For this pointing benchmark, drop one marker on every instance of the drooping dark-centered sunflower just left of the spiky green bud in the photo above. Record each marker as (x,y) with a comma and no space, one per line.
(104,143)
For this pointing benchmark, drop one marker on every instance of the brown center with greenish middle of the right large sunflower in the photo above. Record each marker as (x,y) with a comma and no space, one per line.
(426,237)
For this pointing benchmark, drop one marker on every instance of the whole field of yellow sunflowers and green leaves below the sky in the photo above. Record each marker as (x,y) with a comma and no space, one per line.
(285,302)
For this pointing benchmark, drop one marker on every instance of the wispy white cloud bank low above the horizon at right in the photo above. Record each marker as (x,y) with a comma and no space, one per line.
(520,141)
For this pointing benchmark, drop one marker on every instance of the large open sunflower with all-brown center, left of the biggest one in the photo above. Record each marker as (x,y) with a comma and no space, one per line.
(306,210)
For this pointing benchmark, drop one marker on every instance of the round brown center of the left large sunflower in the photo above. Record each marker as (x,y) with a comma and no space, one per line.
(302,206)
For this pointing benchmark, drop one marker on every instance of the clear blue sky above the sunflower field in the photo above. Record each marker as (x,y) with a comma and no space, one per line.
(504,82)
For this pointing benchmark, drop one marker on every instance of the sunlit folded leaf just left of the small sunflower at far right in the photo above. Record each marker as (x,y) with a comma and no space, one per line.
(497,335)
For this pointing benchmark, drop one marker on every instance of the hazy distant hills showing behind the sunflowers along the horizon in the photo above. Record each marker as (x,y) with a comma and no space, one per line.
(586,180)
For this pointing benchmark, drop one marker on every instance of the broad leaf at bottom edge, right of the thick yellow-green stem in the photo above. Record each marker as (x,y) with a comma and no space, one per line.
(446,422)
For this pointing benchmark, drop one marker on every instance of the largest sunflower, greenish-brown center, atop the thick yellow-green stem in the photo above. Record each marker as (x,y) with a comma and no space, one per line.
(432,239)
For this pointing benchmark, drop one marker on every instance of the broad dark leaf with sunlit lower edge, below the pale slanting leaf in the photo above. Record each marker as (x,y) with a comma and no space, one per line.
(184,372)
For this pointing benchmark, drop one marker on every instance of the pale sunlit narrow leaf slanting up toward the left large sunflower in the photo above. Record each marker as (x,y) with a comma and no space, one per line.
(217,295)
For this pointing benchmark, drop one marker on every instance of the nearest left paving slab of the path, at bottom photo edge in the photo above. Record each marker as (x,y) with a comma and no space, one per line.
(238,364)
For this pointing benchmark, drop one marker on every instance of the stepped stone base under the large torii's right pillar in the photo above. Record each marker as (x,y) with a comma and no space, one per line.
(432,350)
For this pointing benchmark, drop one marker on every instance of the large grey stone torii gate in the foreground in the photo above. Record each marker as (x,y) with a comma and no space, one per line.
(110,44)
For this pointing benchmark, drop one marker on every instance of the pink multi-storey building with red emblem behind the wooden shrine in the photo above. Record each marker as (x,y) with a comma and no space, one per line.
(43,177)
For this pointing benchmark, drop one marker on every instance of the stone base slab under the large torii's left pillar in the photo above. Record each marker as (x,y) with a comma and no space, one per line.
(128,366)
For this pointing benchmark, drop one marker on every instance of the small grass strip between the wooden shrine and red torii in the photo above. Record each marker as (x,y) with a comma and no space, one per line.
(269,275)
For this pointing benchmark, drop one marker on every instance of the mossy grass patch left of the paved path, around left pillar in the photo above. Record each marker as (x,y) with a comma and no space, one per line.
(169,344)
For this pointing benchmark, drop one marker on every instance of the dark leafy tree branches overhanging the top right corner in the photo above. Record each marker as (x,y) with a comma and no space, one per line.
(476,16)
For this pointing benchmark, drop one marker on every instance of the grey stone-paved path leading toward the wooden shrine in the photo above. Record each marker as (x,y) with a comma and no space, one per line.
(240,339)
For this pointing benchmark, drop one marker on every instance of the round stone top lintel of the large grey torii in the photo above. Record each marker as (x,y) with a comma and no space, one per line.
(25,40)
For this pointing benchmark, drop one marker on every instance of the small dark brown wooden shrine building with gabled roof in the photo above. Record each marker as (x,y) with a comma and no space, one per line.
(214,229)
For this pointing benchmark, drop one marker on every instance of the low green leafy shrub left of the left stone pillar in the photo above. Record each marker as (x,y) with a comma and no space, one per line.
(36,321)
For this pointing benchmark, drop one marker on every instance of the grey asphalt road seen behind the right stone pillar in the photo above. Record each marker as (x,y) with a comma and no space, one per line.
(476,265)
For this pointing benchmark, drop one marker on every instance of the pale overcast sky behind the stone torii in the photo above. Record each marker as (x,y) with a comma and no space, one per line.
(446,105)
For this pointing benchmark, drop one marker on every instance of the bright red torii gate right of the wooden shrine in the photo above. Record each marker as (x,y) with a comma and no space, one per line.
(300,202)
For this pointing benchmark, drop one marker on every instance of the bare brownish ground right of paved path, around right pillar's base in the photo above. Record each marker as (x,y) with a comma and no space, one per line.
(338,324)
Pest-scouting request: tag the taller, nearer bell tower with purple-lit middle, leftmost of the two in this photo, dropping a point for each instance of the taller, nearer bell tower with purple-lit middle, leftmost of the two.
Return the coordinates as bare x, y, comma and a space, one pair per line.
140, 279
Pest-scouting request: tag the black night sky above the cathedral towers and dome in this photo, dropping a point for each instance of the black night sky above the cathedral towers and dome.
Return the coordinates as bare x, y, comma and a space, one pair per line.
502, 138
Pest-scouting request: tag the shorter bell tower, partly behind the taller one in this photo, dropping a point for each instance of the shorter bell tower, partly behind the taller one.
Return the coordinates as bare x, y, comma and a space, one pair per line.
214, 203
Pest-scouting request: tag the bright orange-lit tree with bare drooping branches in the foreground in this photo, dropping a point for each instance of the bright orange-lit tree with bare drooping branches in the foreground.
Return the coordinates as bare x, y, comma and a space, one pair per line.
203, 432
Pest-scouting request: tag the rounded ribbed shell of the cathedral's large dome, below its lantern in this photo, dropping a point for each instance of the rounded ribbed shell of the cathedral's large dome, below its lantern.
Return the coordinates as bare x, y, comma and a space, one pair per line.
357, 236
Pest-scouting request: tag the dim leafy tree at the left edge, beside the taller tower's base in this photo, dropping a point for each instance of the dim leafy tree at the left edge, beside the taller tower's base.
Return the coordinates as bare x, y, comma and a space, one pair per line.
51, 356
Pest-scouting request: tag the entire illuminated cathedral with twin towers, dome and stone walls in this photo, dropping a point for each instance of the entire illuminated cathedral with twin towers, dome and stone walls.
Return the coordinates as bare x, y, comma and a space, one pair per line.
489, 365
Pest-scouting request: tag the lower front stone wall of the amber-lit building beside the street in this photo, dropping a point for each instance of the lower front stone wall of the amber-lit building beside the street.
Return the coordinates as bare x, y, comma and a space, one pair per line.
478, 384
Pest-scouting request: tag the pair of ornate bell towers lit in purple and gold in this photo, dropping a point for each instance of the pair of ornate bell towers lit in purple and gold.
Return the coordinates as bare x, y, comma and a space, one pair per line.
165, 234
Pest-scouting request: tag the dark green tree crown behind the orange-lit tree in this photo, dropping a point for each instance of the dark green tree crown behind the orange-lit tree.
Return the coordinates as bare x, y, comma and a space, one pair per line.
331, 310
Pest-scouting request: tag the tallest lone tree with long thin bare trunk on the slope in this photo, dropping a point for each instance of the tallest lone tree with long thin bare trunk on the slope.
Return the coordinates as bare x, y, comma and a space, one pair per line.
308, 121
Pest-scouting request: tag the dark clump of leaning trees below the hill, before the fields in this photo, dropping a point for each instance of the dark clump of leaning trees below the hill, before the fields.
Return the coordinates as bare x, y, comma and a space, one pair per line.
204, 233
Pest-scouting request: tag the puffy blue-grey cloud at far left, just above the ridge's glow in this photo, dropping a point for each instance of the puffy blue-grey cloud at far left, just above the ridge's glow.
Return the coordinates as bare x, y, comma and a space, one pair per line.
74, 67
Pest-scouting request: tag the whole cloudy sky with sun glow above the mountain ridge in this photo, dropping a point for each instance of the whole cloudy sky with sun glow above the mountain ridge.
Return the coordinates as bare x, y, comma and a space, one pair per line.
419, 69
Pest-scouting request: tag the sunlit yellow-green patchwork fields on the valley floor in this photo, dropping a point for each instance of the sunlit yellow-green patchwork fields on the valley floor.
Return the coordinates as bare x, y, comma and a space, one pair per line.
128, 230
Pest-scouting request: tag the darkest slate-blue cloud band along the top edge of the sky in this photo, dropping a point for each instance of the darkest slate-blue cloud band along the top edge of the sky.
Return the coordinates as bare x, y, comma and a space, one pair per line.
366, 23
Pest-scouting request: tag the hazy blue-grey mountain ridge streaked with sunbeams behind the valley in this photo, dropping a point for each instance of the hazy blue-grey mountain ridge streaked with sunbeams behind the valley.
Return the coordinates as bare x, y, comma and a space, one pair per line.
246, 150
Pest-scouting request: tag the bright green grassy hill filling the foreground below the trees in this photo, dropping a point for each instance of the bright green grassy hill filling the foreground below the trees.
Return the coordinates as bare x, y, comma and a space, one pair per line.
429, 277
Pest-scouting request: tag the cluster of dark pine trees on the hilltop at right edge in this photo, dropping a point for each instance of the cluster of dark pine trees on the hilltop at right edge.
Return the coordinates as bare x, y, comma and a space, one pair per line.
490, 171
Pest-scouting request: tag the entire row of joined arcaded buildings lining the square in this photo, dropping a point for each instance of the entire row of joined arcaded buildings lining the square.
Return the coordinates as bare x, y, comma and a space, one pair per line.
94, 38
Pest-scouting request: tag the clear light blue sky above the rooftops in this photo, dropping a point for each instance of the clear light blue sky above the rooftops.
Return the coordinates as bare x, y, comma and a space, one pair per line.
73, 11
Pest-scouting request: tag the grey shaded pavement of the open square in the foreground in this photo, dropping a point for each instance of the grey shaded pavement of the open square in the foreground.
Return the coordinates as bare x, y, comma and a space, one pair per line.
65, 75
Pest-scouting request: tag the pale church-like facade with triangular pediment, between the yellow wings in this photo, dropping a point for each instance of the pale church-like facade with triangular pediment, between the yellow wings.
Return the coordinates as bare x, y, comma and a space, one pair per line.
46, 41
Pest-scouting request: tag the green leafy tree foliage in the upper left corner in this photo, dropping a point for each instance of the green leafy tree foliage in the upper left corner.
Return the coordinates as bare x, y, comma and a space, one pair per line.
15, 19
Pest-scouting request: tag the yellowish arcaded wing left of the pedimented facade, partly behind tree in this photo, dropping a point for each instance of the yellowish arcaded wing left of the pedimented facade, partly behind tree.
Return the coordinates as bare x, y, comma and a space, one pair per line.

Exercise directions
Reproduce the lines above, beginning at the line with "Pest-scouting request: tag the hazy" and stopping after the line with "Pest-scouting request: tag the cluster", exactly as they are.

Task solution
Pest-scouting request: tag the hazy blue-grey mountain ridge streaked with sunbeams behind the valley in this photo, dropping a point for each instance of the hazy blue-grey mountain ridge streaked with sunbeams behind the valley.
Return the coordinates as bare x, y, comma and a space, one pair per line.
246, 150
Pest-scouting request: tag the bright green grassy hill filling the foreground below the trees in this photo, dropping a point for each instance of the bright green grassy hill filling the foreground below the trees.
Return the coordinates as bare x, y, comma and a space, one pair per line.
429, 277
Pest-scouting request: tag the cluster of dark pine trees on the hilltop at right edge in this photo, dropping a point for each instance of the cluster of dark pine trees on the hilltop at right edge.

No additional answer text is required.